— TRAVAIL DEMANDÉ —
Reproduisez mot pour mot le passage de l’extrait sur le financement du spectacle vivant compris entre « Or les documents » et « leur sont attribuées. », ces deux bornes incluses.

J’en viens maintenant au spectacle vivant, dont la hausse affichée des crédits de 2, 4 % n’est, une fois de plus, que le fait de l’affectation de 15 millions d’euros issus des recettes de cessions d’immeubles appartenant à l’État. Vous faites de nouveau appel à des ressources extrabudgétaires, qui viennent certes, avec 5 millions d’euros affectés aux DRAC, rétablir partiellement l’équilibre entre les crédits centraux et crédits déconcentrés, mais qui ne sont pas renouvelables.
Or les documents budgétaires qui nous ont été transmis sont clairs, du moins sur ce point des recettes extrabudgétaires : il y est explicitement dit que « ces dotations viennent en substitution des crédits budgétaires habituellement alloués ». En d’autres termes, l’augmentation de 15 millions d’euros sera effective en 2009, mais elle fragilise le mode de financement régulier du spectacle vivant en introduisant une ressource ponctuelle et non pérenne. Or, vous le savez, madame la ministre, le spectacle vivant est un secteur dont les acteurs, pour mener à bien leur projet artistique, ont particulièrement besoin de lisibilité vis-à-vis des subventions qui leur sont attribuées.
Il s’agit de soutenir un réseau de près de mille lieux de création, de production ou de diffusion situés sur l’ensemble du territoire et destinés aux théâtres, aux arts du cirque et de la rue, à la musique, à la danse ainsi qu’aux centres culturels pluridisciplinaires. Pour la plupart d’entre eux, qui n’intègrent pas les opérateurs historiques des arts dramatiques que sont les établissements publics nationaux, toute création est un risque, artistique certes, mais également financier.
Pour le théâtre et le cirque, par exemple, mais c’est valable pour l’ensemble des représentations en public, il ressort que chaque spectacle fait en moyenne l’objet de moins de deux représentations. Nous serons attentifs à ce que ce très faible taux de représentation ne soit pas utilisé comme un prétexte pour limiter les subventions attribuées par les services centraux ou déconcentrés de votre ministère. En effet, on ne calcule pas l’efficience d’un spectacle - terme barbare en matière culturelle - en fonction du succès qu’il rencontre auprès du public.
C’est pourtant ce que sous-entend l’obligation de résultat mentionnée dans la lettre de mission que vous a remise le Président de la République à votre entrée en fonction. Ce dernier estime en effet que la démocratisation culturelle, c’est avant tout « veiller à ce que les aides publiques à la création favorisent une offre répondant aux attentes du public ». Or cette obligation de résultat est un non-sens en matière culturelle.

— EXTRAITS DES DONNÉES —
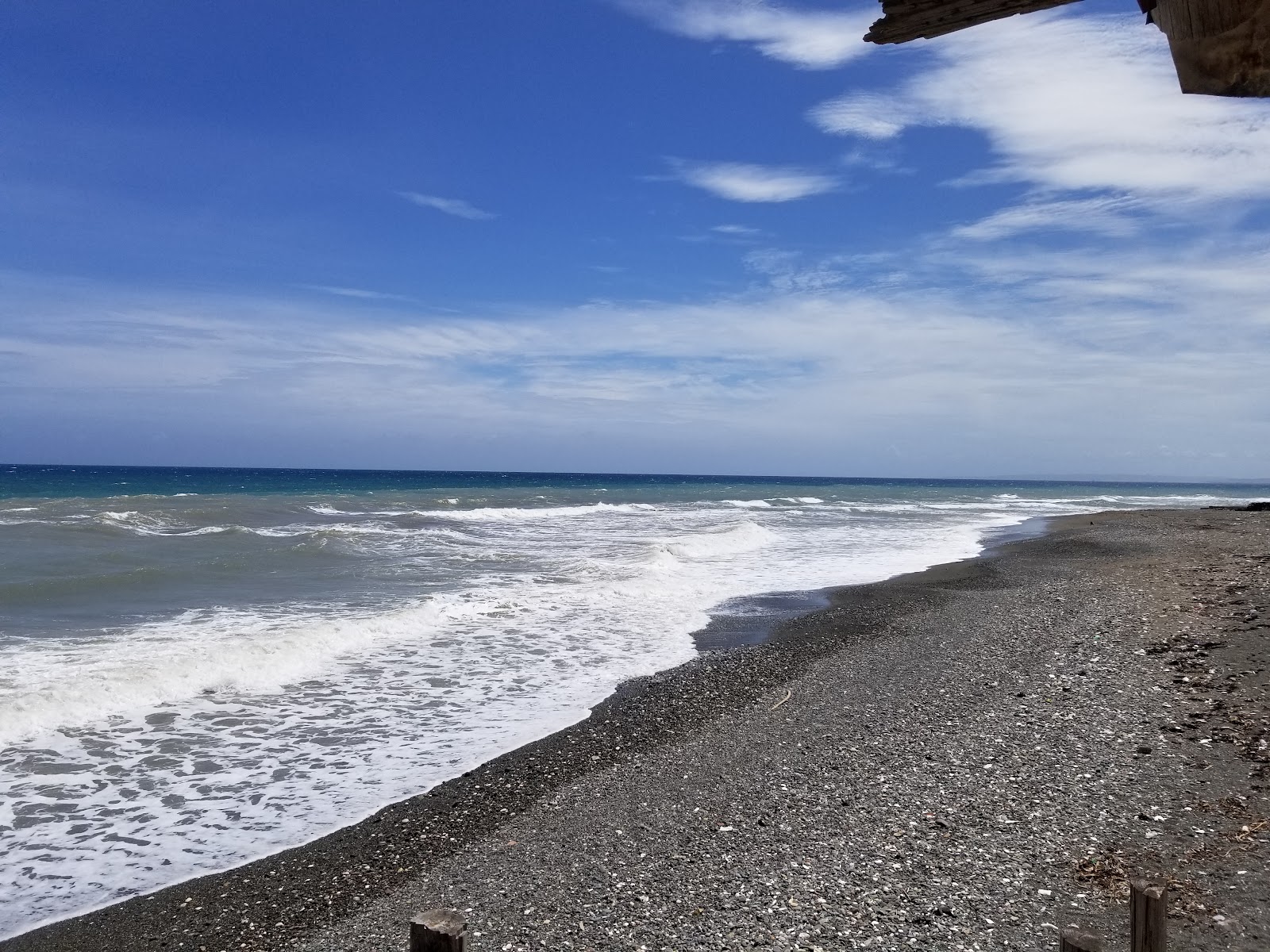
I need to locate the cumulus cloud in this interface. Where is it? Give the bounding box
[398,192,498,221]
[810,13,1270,205]
[621,0,878,70]
[672,161,838,202]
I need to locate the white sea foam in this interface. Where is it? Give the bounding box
[0,490,1254,935]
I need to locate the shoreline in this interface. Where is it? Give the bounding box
[0,510,1270,950]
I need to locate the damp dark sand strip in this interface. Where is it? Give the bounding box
[2,510,1270,952]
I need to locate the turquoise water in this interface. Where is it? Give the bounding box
[0,466,1270,935]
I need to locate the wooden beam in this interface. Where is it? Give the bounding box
[410,909,468,952]
[1151,0,1270,97]
[1129,880,1168,952]
[865,0,1076,43]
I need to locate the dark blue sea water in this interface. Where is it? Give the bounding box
[0,466,1270,935]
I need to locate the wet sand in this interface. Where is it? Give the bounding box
[0,510,1270,952]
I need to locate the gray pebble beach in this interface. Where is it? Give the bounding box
[0,510,1270,952]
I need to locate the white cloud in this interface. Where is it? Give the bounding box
[808,93,922,140]
[298,284,413,301]
[673,161,838,202]
[7,228,1270,476]
[810,14,1270,205]
[621,0,879,70]
[952,198,1141,241]
[398,192,498,221]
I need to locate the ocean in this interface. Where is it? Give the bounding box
[0,466,1266,937]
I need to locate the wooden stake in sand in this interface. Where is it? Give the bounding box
[1058,929,1103,952]
[410,909,468,952]
[1129,880,1168,952]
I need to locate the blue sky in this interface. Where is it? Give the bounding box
[0,0,1270,478]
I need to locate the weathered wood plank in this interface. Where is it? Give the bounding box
[865,0,1076,43]
[1151,0,1261,40]
[1152,0,1270,97]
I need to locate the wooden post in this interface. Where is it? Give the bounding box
[1129,880,1168,952]
[1058,929,1103,952]
[410,909,468,952]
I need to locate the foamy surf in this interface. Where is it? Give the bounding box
[0,478,1260,935]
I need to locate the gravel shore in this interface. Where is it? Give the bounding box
[0,510,1270,952]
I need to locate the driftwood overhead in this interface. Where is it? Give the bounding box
[865,0,1076,43]
[865,0,1270,97]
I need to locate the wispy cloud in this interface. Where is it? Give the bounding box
[620,0,878,70]
[952,198,1143,241]
[810,14,1270,208]
[10,221,1270,476]
[297,284,414,301]
[672,161,838,202]
[398,192,498,221]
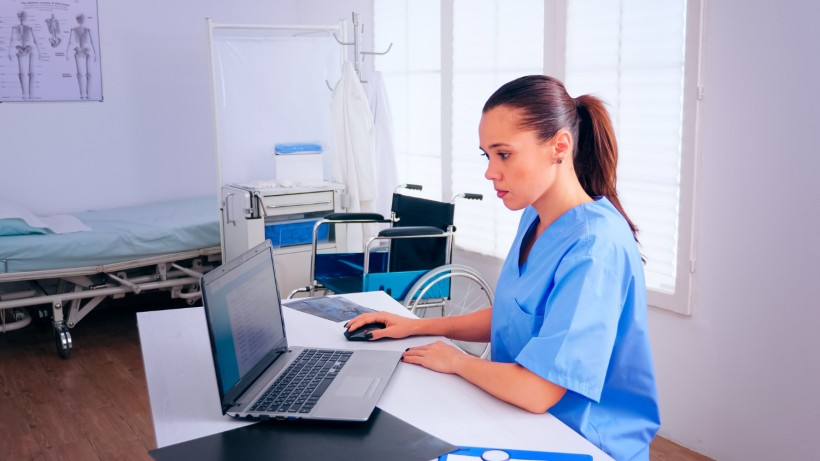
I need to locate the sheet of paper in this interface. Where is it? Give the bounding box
[287,296,376,322]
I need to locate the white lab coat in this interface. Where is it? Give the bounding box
[331,62,377,252]
[367,71,399,216]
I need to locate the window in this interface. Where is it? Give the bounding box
[564,0,699,314]
[373,0,442,197]
[375,0,701,314]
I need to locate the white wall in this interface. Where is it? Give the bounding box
[0,0,297,215]
[650,0,820,460]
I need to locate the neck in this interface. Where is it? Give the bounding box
[532,168,592,236]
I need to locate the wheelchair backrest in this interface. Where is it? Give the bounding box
[390,194,455,272]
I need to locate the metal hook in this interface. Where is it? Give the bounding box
[361,42,393,56]
[333,32,356,45]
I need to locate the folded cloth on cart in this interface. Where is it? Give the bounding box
[273,142,322,155]
[0,199,91,237]
[0,197,220,276]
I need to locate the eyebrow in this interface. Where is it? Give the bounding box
[478,142,510,151]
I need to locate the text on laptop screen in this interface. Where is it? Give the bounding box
[207,246,285,392]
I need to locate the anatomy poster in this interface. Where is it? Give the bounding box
[0,0,103,102]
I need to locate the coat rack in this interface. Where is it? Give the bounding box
[333,11,393,83]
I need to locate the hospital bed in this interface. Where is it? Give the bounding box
[0,197,221,358]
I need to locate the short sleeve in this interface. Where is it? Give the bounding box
[515,254,623,402]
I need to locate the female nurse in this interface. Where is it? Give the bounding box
[347,75,660,460]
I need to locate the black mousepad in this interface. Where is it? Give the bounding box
[148,408,457,461]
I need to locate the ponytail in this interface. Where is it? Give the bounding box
[573,95,638,242]
[483,75,638,242]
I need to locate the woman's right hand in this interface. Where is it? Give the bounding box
[345,311,419,340]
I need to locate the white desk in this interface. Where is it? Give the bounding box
[137,292,612,461]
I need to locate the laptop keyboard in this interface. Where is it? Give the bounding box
[250,349,353,413]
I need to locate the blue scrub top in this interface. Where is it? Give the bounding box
[492,197,660,461]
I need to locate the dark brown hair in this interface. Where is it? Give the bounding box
[483,75,638,241]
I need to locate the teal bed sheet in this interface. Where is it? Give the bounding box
[0,196,220,275]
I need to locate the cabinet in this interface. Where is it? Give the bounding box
[221,182,345,297]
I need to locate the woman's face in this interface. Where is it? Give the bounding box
[478,106,555,210]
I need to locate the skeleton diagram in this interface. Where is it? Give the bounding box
[46,14,63,48]
[65,13,97,99]
[9,11,40,99]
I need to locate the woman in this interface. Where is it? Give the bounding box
[347,75,659,460]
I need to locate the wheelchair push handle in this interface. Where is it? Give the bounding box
[393,184,423,193]
[450,192,484,203]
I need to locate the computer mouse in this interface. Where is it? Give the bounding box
[345,322,387,341]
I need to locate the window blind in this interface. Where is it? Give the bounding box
[565,0,686,293]
[445,0,544,258]
[373,0,442,199]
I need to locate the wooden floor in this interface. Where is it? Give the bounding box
[0,293,710,461]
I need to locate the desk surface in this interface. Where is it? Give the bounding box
[137,292,611,460]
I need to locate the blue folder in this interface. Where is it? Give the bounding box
[438,447,592,461]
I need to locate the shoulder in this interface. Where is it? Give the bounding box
[565,197,642,269]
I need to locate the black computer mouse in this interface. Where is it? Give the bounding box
[345,322,387,341]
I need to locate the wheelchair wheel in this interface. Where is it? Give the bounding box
[404,264,493,358]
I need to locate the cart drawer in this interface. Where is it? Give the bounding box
[262,191,334,216]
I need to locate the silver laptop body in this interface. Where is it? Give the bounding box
[201,241,401,421]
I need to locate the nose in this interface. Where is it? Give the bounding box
[484,159,500,181]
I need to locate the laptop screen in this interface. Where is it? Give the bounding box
[202,245,287,396]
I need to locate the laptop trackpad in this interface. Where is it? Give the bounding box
[335,376,381,398]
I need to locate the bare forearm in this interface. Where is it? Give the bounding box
[448,354,566,413]
[414,307,493,342]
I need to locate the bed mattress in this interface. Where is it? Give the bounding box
[0,196,220,275]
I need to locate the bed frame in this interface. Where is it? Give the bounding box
[0,246,221,358]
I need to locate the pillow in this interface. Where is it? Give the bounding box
[0,218,49,237]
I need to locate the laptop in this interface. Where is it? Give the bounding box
[201,240,401,421]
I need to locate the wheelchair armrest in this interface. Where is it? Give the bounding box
[379,226,445,237]
[323,213,390,222]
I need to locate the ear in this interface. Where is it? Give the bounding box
[552,130,572,161]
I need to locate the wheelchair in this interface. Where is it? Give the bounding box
[289,184,493,358]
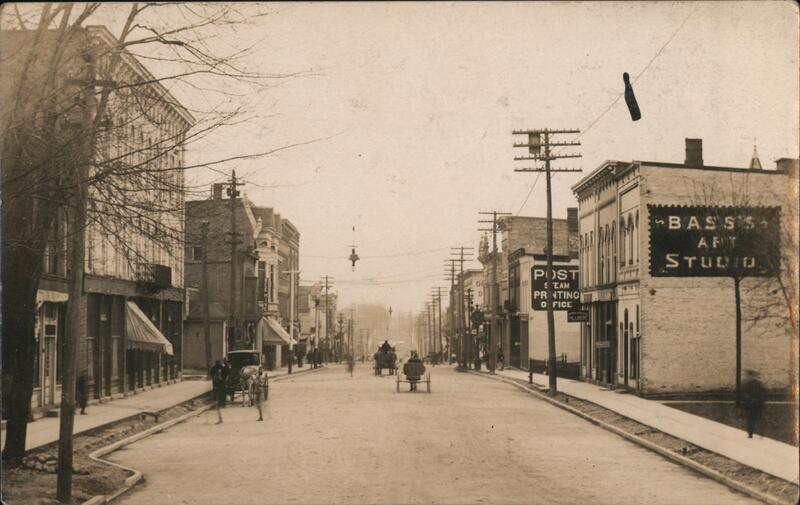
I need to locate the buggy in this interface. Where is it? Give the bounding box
[397,361,431,393]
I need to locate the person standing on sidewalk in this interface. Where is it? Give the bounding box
[253,367,269,421]
[75,372,89,416]
[742,370,764,438]
[211,361,225,424]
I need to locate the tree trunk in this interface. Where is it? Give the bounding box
[1,188,52,464]
[2,247,41,465]
[733,277,742,407]
[544,133,558,396]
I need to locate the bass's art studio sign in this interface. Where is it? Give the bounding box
[647,205,780,277]
[531,265,581,310]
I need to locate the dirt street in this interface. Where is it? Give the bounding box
[111,364,755,505]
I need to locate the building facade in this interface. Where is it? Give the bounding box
[184,189,299,370]
[573,139,798,395]
[3,26,195,410]
[478,208,578,369]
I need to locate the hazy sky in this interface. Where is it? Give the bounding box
[25,2,798,309]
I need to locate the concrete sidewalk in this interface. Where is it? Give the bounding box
[497,369,800,483]
[1,367,318,450]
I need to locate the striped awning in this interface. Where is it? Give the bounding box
[125,301,172,355]
[256,317,297,345]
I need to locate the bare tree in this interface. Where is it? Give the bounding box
[691,176,798,404]
[0,3,312,501]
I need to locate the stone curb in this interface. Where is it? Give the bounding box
[81,367,325,505]
[469,370,792,505]
[81,393,214,505]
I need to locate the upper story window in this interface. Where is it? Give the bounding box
[633,210,639,263]
[610,221,617,281]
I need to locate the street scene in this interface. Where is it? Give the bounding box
[0,1,800,505]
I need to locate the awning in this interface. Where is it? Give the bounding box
[256,317,297,345]
[125,301,172,355]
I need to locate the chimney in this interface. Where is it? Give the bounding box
[775,158,800,174]
[683,139,703,168]
[567,207,578,233]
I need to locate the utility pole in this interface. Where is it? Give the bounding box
[56,45,96,503]
[478,210,511,374]
[464,288,478,365]
[425,301,436,356]
[283,265,300,374]
[431,286,442,357]
[324,275,332,362]
[450,246,474,370]
[513,128,581,396]
[445,259,456,364]
[227,170,242,350]
[200,220,211,373]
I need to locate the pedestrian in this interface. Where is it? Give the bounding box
[210,360,225,424]
[222,358,236,408]
[742,370,764,438]
[253,367,269,421]
[75,372,89,416]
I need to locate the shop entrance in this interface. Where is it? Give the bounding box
[594,302,617,384]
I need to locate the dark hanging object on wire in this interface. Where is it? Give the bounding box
[348,226,361,272]
[622,72,642,121]
[349,247,361,272]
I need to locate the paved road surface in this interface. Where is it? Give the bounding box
[112,364,755,505]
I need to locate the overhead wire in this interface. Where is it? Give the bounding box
[516,3,699,216]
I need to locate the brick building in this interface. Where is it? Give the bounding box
[184,189,299,370]
[478,208,578,369]
[572,139,798,395]
[0,26,194,409]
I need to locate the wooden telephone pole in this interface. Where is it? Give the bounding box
[444,258,457,364]
[283,265,300,374]
[431,286,442,359]
[200,221,211,373]
[513,128,581,396]
[450,246,474,370]
[478,210,511,374]
[226,170,242,352]
[323,275,333,360]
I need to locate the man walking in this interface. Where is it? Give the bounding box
[497,346,506,372]
[209,360,225,424]
[742,370,764,438]
[253,367,269,421]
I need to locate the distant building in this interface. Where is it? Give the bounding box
[184,189,299,369]
[478,208,578,369]
[0,26,195,410]
[572,139,798,395]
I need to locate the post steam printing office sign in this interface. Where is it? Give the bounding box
[531,265,581,310]
[647,205,780,277]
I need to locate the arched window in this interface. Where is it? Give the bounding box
[628,214,633,265]
[633,210,639,263]
[578,235,586,287]
[603,225,611,283]
[586,231,595,284]
[609,221,617,281]
[597,228,606,284]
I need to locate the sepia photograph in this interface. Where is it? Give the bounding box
[0,0,800,505]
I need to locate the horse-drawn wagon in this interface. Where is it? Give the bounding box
[373,349,397,375]
[397,357,431,393]
[225,350,269,406]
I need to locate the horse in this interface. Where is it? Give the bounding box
[227,365,258,407]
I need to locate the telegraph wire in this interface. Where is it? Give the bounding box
[516,3,699,216]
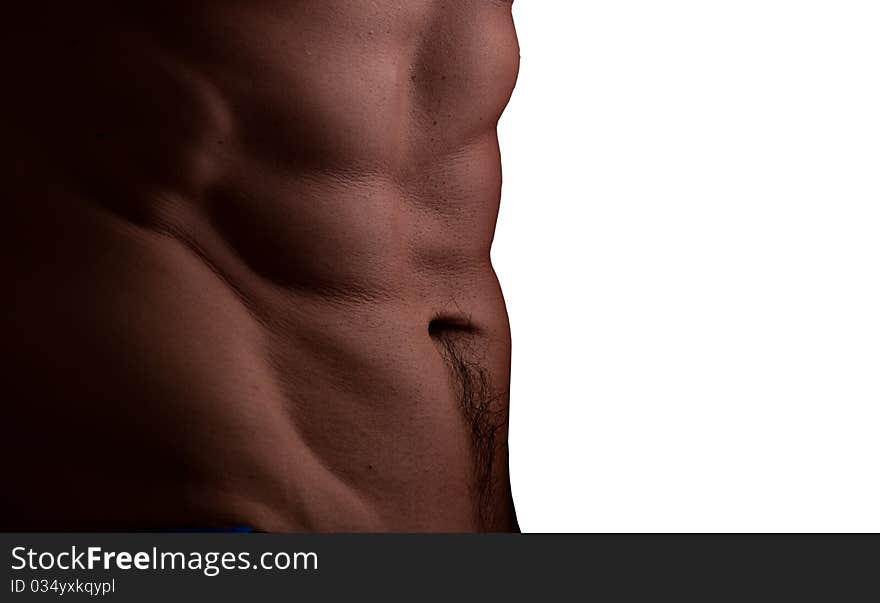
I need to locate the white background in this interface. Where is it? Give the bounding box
[493,0,880,532]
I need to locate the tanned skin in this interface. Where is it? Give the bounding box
[0,0,519,532]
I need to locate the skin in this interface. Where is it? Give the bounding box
[0,0,519,532]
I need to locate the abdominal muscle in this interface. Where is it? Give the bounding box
[0,1,515,531]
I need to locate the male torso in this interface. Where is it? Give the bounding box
[0,0,518,531]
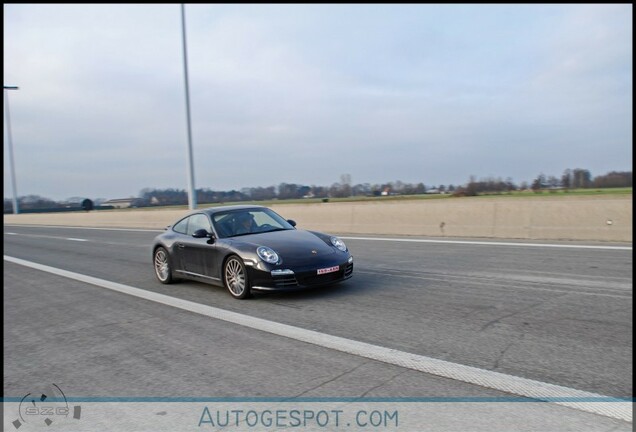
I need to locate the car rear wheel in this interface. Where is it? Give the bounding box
[153,247,174,284]
[223,256,251,299]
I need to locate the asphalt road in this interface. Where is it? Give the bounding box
[4,226,633,430]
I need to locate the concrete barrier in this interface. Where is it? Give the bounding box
[4,195,632,242]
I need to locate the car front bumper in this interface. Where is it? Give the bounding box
[248,257,353,291]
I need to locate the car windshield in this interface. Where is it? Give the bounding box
[212,208,294,238]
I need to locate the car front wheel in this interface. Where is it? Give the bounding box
[153,247,173,284]
[223,256,251,299]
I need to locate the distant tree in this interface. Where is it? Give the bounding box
[561,168,572,189]
[572,168,592,188]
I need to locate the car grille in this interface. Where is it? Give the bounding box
[273,274,298,288]
[345,263,353,277]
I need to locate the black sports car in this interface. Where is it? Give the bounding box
[152,205,353,299]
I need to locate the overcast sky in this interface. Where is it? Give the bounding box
[4,4,633,199]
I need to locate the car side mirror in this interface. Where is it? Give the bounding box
[192,228,214,238]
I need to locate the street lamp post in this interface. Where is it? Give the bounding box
[181,3,197,210]
[4,86,19,214]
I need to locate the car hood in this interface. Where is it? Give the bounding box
[232,229,336,263]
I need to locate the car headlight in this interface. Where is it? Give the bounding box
[256,246,279,264]
[331,237,347,252]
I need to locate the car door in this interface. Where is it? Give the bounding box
[181,213,219,281]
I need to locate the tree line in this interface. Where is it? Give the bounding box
[4,168,632,213]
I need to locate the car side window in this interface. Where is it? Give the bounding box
[172,217,190,234]
[187,213,211,235]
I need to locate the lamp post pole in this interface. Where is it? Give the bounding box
[181,3,197,210]
[4,86,19,214]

— RÉPONSE COMPLÈTE —
Or les documents budgétaires qui nous ont été transmis sont clairs, du moins sur ce point des recettes extrabudgétaires : il y est explicitement dit que « ces dotations viennent en substitution des crédits budgétaires habituellement alloués ». En d’autres termes, l’augmentation de 15 millions d’euros sera effective en 2009, mais elle fragilise le mode de financement régulier du spectacle vivant en introduisant une ressource ponctuelle et non pérenne. Or, vous le savez, madame la ministre, le spectacle vivant est un secteur dont les acteurs, pour mener à bien leur projet artistique, ont particulièrement besoin de lisibilité vis-à-vis des subventions qui leur sont attribuées.